──────── Text section
How does the Maybe monad act as a short circuit?

Question

I'm trying to get a deeper understanding of Monads. Therefore I started digging a little into the Maybe Monad.

There is one thing that I just don't seem to get right. Read this:

"So the Maybe Bind acts a short circuit. In any chain of operations, if any one of them returns Nothing, the evaluation will cease and Nothing will be returned from the entire chain."

From: http://mikehadlow.blogspot.com/2011/01/monads-in-c-5-maybe.html

And this:

"For the Maybe<T> type, binding is implemented according to as simple rule: if chain returns an empty value at some point, further steps in the chain are ignored and an empty value is returend instead"
────────────────
──────── Information supplied
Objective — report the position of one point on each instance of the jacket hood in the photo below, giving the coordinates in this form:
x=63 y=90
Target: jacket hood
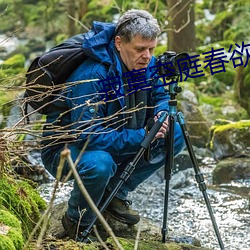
────────────────
**What to produce:**
Answer these about the Maybe monad question:
(a) What did the asker start digging into to understand monads better?
(b) In the first quote, what happens if any operation in a chain returns Nothing?
(c) In the second quote, what happens to further steps once the chain returns an empty value?
The lines have nothing to do with the text.

**Response for this exercise:**
(a) The Maybe Monad.
(b) The evaluation stops, and Nothing is returned from the entire chain.
(c) They are ignored, and an empty value is returned instead.